- _WORK INSTRUCTIONS_
Reproduce every line of the rows below, including the requests, and rescale each bounding-box coordinate in the answers by multiplying it by 1.55 and rounding to the nearest whole number, with halves rounded up. Leave all other text unchanged, including the requests and the format description.

- _RECORDS FOR THIS EXERCISE_
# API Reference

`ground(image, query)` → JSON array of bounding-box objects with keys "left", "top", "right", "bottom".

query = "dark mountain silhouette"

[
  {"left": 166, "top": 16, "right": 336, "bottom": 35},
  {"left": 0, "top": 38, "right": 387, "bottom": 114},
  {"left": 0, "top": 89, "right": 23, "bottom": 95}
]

- _FINAL RESULT_
# API Reference

`ground(image, query)` → JSON array of bounding-box objects with keys "left", "top", "right", "bottom".

query = "dark mountain silhouette"

[
  {"left": 257, "top": 25, "right": 521, "bottom": 54},
  {"left": 0, "top": 59, "right": 600, "bottom": 177},
  {"left": 0, "top": 138, "right": 36, "bottom": 147}
]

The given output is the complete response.